◆ Source text

__________

A similar battle cry: "No Fear" appeared on the shirts of my classmates when I was obsessed with Terminator 2: Judgement Day. Now, "No Fear" shirts are quickly passed on at Savers for more favorable duds that read "Hudson Soccer: District #3859," or "Lazy Jake's RV Resort."
Likewise, the heir to the Terminator series, Jonathan Mostow, has passed on "No fate but what we make," for something like... "Woa isn't that explosion awesome?"
The morning of T3's screening I'm watching a liquid nitrogen- drenched T-1000 shatter from Arnold's shotgun blast- still one of my favorite scenes in T2. Five minutes later I'm at the doctor's office, sitting on the examining bench, hand outstretched over a spitting cup of real-life liquid nitrogen. I tell myself "No this isn't fate," and try to have "No Fear."
"This is really going to hurt isn't it," I say, far removed from the memory of the last time I had a wart terminated.
"Yeah. It's going to sting," the doctor says.
Talk about understatement.
That night I'm sitting in the theater with a bandage barely covering what looks and feels like a sub-dermal June Bug sticking out of the side my finger, watching with typical sequel anxiety, thinking through the pain: "I hope this doesn't suck."
A haggard John Connor (Nick Stahl) lives off the grid: no address; no phone number; no identification. This is where no one living or non-living can find him, at least for the film's first five minutes. In a coincidence that should be sickening to die-hard T2 commandos, Connor meets up with Kate Brewster (Claire Danes), an oblivious veterinarian with best-laid-plans and a puzzling past/future connection to the young rebel leader (puzzling at least for the next 15 minutes). Enter nude time travelers T-X (Kristinna Loken) and T-800 (Arnold Schwarzenegger) who return to do exactly what their predecessors did in T2, kill/save John Connor.

__________

◆ Data shown
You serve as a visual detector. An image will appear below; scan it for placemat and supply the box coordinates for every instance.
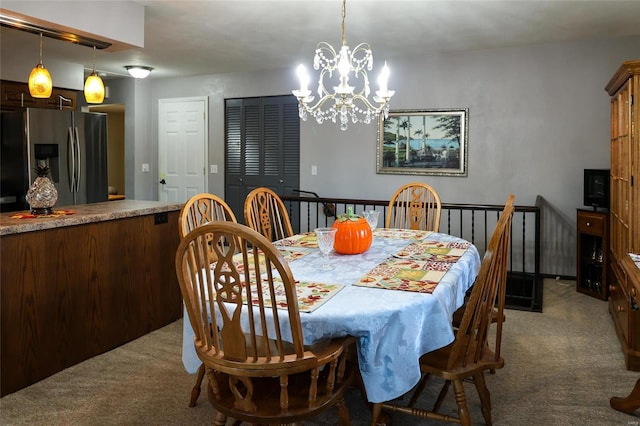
[242,278,344,313]
[373,228,433,240]
[354,257,453,293]
[393,240,471,263]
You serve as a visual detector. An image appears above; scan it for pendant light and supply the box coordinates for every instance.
[84,46,104,104]
[29,33,53,98]
[124,65,153,78]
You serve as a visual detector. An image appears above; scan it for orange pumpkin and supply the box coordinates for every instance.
[332,208,372,254]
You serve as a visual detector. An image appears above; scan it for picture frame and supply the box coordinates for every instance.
[376,108,469,177]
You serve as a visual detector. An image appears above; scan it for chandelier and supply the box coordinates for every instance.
[292,0,395,130]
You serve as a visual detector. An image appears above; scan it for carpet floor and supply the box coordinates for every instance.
[0,280,640,426]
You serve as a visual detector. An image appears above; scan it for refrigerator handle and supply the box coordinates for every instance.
[73,127,83,192]
[67,127,76,192]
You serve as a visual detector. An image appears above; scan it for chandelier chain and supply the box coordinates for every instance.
[342,0,347,46]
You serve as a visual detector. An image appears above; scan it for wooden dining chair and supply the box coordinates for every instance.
[385,182,442,232]
[371,200,514,426]
[176,222,355,426]
[433,194,516,411]
[244,187,293,241]
[178,192,238,238]
[178,192,237,407]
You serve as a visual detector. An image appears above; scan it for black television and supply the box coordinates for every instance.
[583,169,610,210]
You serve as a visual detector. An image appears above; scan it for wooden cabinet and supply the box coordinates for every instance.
[609,256,640,371]
[0,80,78,111]
[605,60,640,370]
[576,209,609,300]
[0,211,182,396]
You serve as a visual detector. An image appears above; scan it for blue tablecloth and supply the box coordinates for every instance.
[182,233,480,402]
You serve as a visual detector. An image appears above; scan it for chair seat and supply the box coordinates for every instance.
[452,302,507,328]
[207,337,357,424]
[420,343,504,380]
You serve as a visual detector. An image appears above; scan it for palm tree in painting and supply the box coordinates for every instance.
[395,116,402,166]
[398,118,411,162]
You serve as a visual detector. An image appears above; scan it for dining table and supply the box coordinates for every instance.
[182,228,480,403]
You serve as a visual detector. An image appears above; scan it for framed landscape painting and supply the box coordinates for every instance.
[377,109,469,176]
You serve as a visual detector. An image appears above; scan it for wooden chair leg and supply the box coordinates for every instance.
[609,379,640,414]
[453,380,471,426]
[473,373,491,426]
[189,364,204,407]
[371,402,382,426]
[433,380,451,413]
[213,411,227,426]
[409,374,429,407]
[336,399,351,426]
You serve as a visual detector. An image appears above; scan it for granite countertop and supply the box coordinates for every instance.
[0,200,183,235]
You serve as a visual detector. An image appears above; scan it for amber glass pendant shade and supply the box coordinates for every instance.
[29,63,53,98]
[84,72,104,104]
[29,33,53,98]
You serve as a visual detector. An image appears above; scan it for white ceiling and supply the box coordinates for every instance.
[0,0,640,78]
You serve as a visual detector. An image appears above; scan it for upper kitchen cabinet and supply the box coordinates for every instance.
[0,80,78,111]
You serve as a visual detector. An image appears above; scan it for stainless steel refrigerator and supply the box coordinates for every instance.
[0,108,109,211]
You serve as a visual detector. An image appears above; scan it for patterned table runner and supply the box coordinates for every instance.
[373,228,433,240]
[242,278,344,313]
[394,240,471,263]
[210,248,344,313]
[354,241,470,293]
[273,232,318,251]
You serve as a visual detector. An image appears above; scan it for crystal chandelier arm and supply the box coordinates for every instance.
[313,41,340,72]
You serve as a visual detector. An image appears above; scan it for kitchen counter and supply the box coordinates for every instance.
[0,200,182,235]
[0,200,182,397]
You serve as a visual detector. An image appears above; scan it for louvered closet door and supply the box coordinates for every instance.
[225,95,300,229]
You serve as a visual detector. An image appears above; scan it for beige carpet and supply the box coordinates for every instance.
[0,280,640,426]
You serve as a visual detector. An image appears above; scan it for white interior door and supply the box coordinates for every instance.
[158,96,209,203]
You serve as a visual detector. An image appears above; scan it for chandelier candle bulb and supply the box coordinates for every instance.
[378,61,390,96]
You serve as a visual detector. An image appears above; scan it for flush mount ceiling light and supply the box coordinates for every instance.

__________

◆ Required tasks
1) Reproduce the full passage about the Terminator 3 screening, word for word.
2) Extract every line of the entries that contains the string "white", matching case exactly.

◆ Task-by-task outputs
1)
A similar battle cry: "No Fear" appeared on the shirts of my classmates when I was obsessed with Terminator 2: Judgement Day. Now, "No Fear" shirts are quickly passed on at Savers for more favorable duds that read "Hudson Soccer: District #3859," or "Lazy Jake's RV Resort."
Likewise, the heir to the Terminator series, Jonathan Mostow, has passed on "No fate but what we make," for something like... "Woa isn't that explosion awesome?"
The morning of T3's screening I'm watching a liquid nitrogen- drenched T-1000 shatter from Arnold's shotgun blast- still one of my favorite scenes in T2. Five minutes later I'm at the doctor's office, sitting on the examining bench, hand outstretched over a spitting cup of real-life liquid nitrogen. I tell myself "No this isn't fate," and try to have "No Fear."
"This is really going to hurt isn't it," I say, far removed from the memory of the last time I had a wart terminated.
"Yeah. It's going to sting," the doctor says.
Talk about understatement.
That night I'm sitting in the theater with a bandage barely covering what looks and feels like a sub-dermal June Bug sticking out of the side my finger, watching with typical sequel anxiety, thinking through the pain: "I hope this doesn't suck."
A haggard John Connor (Nick Stahl) lives off the grid: no address; no phone number; no identification. This is where no one living or non-living can find him, at least for the film's first five minutes. In a coincidence that should be sickening to die-hard T2 commandos, Connor meets up with Kate Brewster (Claire Danes), an oblivious veterinarian with best-laid-plans and a puzzling past/future connection to the young rebel leader (puzzling at least for the next 15 minutes). Enter nude time travelers T-X (Kristinna Loken) and T-800 (Arnold Schwarzenegger) who return to do exactly what their predecessors did in T2, kill/save John Connor.

2)
You serve as a visual detector. An image appears above; scan it for white ceiling and supply the box coordinates for every instance.
You serve as a visual detector. An image appears above; scan it for white interior door and supply the box coordinates for every instance.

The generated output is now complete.